*Task description*: Copy out every line of the rows below word for word, leaving the pictures out.

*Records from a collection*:
* * * * *

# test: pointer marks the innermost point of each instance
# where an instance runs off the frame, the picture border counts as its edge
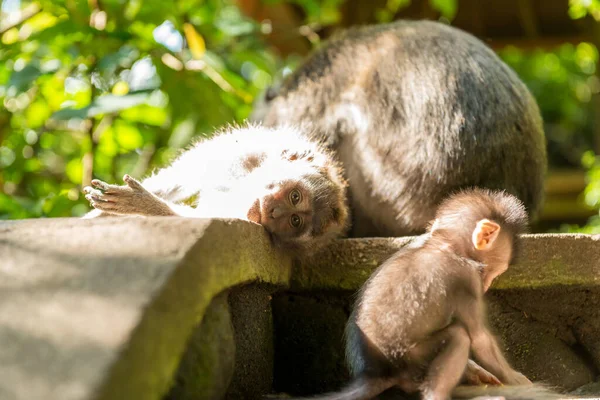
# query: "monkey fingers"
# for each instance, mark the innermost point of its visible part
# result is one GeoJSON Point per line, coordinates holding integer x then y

* * * * *

*Output for this exercise*:
# test: pointer marks the innermost point of each instance
# where an instance runs off the frame, the picture border counts as its edge
# query: "monkey fingers"
# for each instance, mark the innermost point of its visible part
# result is one GeoJSON Point per line, coordinates holding integer x then y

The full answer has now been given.